Reproduce the data below verbatim, from its first line through the line holding "point(34, 57)", inclusive. Leave the pictures out of your answer.

- [Task input]:
------------------------------
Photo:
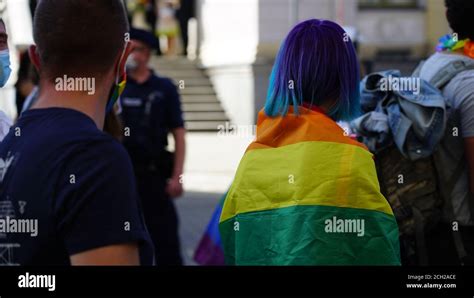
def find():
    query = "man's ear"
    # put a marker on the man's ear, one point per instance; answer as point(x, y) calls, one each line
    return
point(122, 59)
point(34, 57)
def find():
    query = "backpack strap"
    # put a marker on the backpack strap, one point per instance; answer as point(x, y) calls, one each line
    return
point(458, 242)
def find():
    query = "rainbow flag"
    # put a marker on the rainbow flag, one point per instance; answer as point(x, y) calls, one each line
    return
point(209, 252)
point(305, 194)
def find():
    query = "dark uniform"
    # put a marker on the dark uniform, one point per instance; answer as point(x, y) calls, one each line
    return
point(150, 111)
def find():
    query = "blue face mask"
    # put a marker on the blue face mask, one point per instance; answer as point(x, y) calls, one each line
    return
point(5, 69)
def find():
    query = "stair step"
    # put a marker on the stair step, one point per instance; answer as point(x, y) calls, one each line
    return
point(178, 73)
point(205, 116)
point(203, 125)
point(198, 99)
point(202, 107)
point(194, 82)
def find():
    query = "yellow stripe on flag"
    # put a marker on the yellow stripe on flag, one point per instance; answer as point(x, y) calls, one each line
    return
point(305, 173)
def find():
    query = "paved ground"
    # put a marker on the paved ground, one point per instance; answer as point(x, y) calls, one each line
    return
point(195, 210)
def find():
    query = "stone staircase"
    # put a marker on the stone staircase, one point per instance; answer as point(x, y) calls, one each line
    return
point(201, 107)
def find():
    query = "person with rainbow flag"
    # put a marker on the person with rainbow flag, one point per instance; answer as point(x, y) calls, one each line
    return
point(305, 193)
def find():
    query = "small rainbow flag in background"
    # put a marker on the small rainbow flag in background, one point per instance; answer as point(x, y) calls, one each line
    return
point(209, 251)
point(299, 193)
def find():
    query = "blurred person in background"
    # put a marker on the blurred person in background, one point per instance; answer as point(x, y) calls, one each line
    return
point(70, 176)
point(452, 241)
point(151, 110)
point(186, 11)
point(5, 71)
point(304, 193)
point(168, 25)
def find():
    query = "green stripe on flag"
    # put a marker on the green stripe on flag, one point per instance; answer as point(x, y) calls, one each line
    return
point(301, 235)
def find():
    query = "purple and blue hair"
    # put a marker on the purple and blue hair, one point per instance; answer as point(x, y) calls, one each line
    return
point(317, 65)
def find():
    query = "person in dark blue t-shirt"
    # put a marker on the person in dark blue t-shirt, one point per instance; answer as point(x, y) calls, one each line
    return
point(151, 109)
point(67, 189)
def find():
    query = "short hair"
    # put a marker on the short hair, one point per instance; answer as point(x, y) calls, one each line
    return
point(319, 59)
point(79, 37)
point(459, 14)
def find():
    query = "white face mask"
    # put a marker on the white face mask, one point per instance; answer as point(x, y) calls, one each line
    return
point(5, 69)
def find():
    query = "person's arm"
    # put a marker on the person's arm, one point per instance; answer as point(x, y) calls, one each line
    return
point(175, 187)
point(469, 149)
point(175, 123)
point(97, 209)
point(118, 255)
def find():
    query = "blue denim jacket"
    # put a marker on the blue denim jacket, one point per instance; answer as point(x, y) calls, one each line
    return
point(414, 120)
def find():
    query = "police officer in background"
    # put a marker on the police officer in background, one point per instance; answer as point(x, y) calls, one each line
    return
point(151, 110)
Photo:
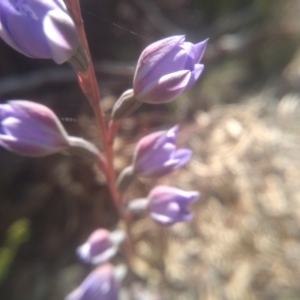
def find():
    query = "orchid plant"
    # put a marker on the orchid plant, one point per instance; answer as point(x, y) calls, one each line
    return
point(53, 29)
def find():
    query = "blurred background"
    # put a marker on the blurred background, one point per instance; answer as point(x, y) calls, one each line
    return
point(242, 120)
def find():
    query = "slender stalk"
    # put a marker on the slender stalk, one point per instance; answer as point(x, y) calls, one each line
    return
point(89, 86)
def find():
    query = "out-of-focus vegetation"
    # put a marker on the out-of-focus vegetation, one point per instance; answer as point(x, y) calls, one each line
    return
point(17, 234)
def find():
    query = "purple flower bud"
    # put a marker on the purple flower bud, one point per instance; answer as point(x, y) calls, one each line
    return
point(30, 129)
point(100, 246)
point(156, 154)
point(101, 284)
point(168, 205)
point(167, 68)
point(39, 29)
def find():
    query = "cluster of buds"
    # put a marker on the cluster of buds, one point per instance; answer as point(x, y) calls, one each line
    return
point(165, 69)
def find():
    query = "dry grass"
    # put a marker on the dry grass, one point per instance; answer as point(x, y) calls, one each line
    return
point(244, 242)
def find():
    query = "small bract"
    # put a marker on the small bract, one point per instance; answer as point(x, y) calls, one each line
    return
point(101, 284)
point(101, 246)
point(39, 29)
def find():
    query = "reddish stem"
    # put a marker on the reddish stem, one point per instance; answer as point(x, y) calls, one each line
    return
point(89, 86)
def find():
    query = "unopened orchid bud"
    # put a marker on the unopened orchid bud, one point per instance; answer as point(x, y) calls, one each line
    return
point(166, 69)
point(101, 246)
point(156, 154)
point(168, 205)
point(39, 29)
point(31, 129)
point(102, 284)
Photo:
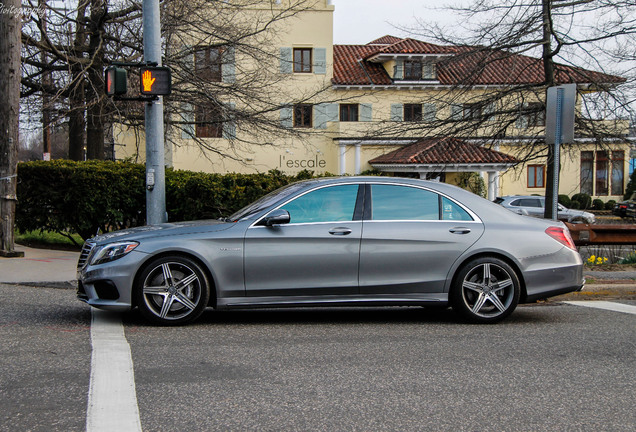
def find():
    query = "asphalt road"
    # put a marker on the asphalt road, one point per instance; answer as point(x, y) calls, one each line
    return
point(548, 367)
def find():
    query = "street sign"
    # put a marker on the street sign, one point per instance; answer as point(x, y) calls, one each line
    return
point(155, 81)
point(559, 116)
point(116, 81)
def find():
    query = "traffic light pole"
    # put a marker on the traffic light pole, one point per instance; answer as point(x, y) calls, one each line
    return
point(155, 157)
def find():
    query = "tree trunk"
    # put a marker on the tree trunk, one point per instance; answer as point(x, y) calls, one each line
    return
point(10, 43)
point(548, 67)
point(95, 94)
point(77, 100)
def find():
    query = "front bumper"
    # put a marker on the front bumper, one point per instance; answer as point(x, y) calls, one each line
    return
point(109, 286)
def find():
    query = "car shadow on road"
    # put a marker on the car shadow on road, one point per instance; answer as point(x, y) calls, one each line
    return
point(335, 315)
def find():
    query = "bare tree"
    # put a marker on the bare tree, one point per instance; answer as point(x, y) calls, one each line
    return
point(10, 22)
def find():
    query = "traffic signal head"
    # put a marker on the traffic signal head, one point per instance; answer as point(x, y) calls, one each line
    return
point(155, 81)
point(116, 81)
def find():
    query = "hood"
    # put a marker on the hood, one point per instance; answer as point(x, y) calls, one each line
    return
point(161, 230)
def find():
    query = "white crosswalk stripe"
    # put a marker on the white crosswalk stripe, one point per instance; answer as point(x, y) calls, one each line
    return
point(112, 399)
point(605, 305)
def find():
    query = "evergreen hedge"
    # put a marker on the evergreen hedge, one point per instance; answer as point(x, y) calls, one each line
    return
point(81, 197)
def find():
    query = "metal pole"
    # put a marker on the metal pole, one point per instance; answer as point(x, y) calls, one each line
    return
point(557, 156)
point(155, 168)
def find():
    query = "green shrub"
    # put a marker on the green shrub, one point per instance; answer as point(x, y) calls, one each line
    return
point(584, 200)
point(598, 204)
point(565, 201)
point(83, 197)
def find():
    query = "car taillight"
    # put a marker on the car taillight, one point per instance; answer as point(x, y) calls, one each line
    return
point(562, 235)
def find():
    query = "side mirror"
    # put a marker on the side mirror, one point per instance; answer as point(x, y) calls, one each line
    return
point(277, 217)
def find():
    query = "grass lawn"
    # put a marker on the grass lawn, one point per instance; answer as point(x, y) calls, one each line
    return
point(48, 240)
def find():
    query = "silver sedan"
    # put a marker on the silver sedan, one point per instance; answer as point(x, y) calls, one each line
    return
point(336, 241)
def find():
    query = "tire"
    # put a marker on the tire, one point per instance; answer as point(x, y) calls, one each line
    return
point(485, 290)
point(172, 290)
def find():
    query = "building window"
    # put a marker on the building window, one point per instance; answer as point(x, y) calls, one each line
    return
point(587, 172)
point(412, 112)
point(302, 60)
point(601, 175)
point(207, 63)
point(602, 179)
point(536, 176)
point(302, 115)
point(348, 112)
point(413, 70)
point(209, 121)
point(472, 111)
point(618, 167)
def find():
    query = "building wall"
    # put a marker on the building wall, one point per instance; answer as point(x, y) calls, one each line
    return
point(317, 149)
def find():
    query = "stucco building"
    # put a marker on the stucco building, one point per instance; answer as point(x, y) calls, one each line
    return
point(394, 105)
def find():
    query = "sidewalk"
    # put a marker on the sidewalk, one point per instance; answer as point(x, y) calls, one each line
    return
point(39, 266)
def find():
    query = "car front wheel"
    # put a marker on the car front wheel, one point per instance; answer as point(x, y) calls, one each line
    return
point(172, 290)
point(486, 290)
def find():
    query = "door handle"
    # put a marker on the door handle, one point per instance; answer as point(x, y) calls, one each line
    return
point(460, 230)
point(340, 231)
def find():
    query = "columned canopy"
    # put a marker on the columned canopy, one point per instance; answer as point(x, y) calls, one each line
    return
point(428, 157)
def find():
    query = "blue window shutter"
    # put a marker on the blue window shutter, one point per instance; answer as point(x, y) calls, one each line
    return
point(320, 116)
point(397, 112)
point(229, 125)
point(366, 112)
point(320, 61)
point(429, 112)
point(333, 112)
point(228, 68)
point(522, 120)
point(187, 115)
point(286, 114)
point(286, 61)
point(398, 72)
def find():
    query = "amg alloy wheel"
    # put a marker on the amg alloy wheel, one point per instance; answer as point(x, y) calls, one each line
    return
point(172, 290)
point(486, 290)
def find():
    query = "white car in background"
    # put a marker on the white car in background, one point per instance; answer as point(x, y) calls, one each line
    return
point(532, 205)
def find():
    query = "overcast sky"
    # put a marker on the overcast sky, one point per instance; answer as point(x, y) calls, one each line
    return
point(361, 21)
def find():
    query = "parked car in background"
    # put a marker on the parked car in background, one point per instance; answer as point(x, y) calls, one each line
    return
point(531, 205)
point(356, 241)
point(621, 207)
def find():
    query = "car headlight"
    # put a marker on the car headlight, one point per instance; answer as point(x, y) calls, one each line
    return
point(112, 251)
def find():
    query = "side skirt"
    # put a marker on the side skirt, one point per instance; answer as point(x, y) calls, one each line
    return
point(423, 299)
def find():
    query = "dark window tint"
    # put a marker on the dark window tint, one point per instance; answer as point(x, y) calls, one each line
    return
point(527, 202)
point(390, 202)
point(330, 204)
point(452, 211)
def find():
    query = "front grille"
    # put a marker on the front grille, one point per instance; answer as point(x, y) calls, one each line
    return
point(86, 251)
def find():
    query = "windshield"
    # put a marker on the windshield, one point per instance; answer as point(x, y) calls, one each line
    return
point(268, 200)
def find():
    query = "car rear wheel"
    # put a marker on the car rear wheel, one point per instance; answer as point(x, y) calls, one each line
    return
point(172, 290)
point(486, 290)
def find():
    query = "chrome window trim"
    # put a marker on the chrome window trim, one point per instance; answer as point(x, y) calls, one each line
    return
point(255, 224)
point(476, 219)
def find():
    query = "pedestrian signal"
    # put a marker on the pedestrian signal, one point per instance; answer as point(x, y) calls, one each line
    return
point(155, 81)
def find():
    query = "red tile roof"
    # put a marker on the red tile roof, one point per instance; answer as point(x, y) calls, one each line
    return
point(433, 151)
point(469, 66)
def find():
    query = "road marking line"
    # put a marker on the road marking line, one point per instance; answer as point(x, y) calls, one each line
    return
point(112, 399)
point(615, 307)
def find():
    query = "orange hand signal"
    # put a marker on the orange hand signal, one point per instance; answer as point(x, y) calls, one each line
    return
point(147, 80)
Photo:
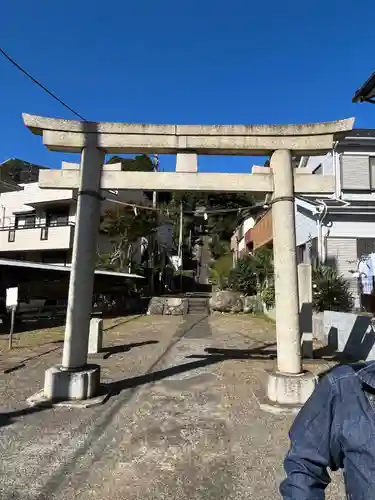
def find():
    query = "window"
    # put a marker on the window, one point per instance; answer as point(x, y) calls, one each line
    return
point(356, 172)
point(58, 217)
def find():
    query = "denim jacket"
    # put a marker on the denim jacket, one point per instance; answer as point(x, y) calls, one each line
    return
point(334, 430)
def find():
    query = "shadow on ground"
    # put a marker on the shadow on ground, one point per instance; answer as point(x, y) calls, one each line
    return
point(117, 349)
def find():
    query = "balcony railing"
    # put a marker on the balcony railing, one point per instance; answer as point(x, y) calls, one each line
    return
point(56, 235)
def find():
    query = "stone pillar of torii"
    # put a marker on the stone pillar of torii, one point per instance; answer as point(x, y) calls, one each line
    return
point(74, 379)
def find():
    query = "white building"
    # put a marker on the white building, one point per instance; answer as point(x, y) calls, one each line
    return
point(338, 229)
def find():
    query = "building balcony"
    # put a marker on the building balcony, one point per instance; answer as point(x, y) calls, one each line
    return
point(36, 237)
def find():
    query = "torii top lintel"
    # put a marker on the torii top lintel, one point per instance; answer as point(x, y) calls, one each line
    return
point(72, 136)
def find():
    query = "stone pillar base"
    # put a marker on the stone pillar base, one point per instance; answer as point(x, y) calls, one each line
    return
point(71, 385)
point(286, 389)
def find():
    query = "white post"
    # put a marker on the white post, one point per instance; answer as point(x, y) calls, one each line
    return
point(285, 259)
point(83, 262)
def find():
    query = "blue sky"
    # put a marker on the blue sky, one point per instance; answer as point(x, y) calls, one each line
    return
point(206, 61)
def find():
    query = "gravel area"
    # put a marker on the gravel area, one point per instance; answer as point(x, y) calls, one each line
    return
point(182, 421)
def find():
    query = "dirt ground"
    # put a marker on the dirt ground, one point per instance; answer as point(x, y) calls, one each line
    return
point(182, 420)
------------------------------
- [Exercise answer]:
Photo:
def find():
    query = "man's ear"
    # put a marker on the man's ear, one point per instance; answer as point(x, y) calls, one each line
    return
point(122, 59)
point(34, 57)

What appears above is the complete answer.